- Work to complete: Copy the data below line by line, keeping every character, space, and punctuation mark unchanged.

* start Extracted records *

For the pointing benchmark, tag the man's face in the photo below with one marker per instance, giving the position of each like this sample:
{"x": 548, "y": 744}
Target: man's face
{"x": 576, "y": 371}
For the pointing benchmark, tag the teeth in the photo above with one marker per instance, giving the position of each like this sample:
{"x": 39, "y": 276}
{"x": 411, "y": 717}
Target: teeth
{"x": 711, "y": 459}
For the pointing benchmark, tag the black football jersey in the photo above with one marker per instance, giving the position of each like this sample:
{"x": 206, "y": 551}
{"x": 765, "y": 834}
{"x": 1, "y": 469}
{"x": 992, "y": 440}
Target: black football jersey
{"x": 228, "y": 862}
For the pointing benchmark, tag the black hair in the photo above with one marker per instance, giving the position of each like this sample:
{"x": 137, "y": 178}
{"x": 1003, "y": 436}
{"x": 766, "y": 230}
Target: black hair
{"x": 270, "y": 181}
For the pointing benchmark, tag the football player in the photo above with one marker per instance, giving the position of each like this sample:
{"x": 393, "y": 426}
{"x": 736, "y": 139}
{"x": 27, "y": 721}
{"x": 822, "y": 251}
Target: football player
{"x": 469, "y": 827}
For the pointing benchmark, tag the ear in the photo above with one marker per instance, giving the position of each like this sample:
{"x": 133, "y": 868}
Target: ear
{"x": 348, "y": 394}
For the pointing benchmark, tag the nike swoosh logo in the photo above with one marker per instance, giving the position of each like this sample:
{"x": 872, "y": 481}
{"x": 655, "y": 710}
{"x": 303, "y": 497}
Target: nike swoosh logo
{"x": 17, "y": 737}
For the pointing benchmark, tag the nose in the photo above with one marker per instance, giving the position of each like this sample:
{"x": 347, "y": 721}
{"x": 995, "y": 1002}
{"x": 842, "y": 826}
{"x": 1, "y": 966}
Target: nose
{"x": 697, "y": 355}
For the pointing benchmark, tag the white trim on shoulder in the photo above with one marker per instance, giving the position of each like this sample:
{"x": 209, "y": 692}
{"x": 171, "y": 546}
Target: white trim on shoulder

* end Extracted records *

- Exercise response:
For the pointing benchmark, tag the man's face in the photo below with one marker per instance, giving the position of each like this sample:
{"x": 548, "y": 744}
Target: man's face
{"x": 576, "y": 371}
For the pointing benchmark, tag the teeth in the photo above with one marker per instance, giving the position of each like this sample:
{"x": 39, "y": 276}
{"x": 411, "y": 717}
Target: teeth
{"x": 711, "y": 459}
For the pointing benchmark, tag the black football jersey in the photo above with one marker per instance, giving the position of each like this sample:
{"x": 206, "y": 551}
{"x": 765, "y": 834}
{"x": 1, "y": 469}
{"x": 992, "y": 440}
Target: black football jersey
{"x": 228, "y": 862}
For the pointing benchmark, tag the black hair in the photo above with one marker per instance, giving the position of each like this sample:
{"x": 137, "y": 178}
{"x": 1003, "y": 436}
{"x": 766, "y": 230}
Target: black hair
{"x": 270, "y": 181}
For the pointing benchmark, tag the football player in the photo above with one marker per instance, giving the position of each like this sample:
{"x": 393, "y": 426}
{"x": 736, "y": 139}
{"x": 27, "y": 721}
{"x": 822, "y": 251}
Target: football player
{"x": 469, "y": 827}
For the pointing benchmark, tag the ear in the photo above with one marker per instance, giving the position of each like this sample:
{"x": 133, "y": 868}
Target: ear
{"x": 348, "y": 394}
For the pointing benchmark, tag the nike swoosh logo in the photo above with one marker per instance, giving the position of each like this sample:
{"x": 872, "y": 481}
{"x": 655, "y": 710}
{"x": 303, "y": 497}
Target: nike swoosh logo
{"x": 17, "y": 737}
For the pointing benchmark, tag the nose in the photo above with one marker per instance, giving the position of each like this sample:
{"x": 347, "y": 721}
{"x": 995, "y": 1002}
{"x": 842, "y": 826}
{"x": 1, "y": 966}
Target: nose
{"x": 697, "y": 355}
For the pointing benchmark, tag the white trim on shoulder in the photo above with one marker per instance, giving the position of each like this sample:
{"x": 209, "y": 692}
{"x": 171, "y": 546}
Target: white trim on shoulder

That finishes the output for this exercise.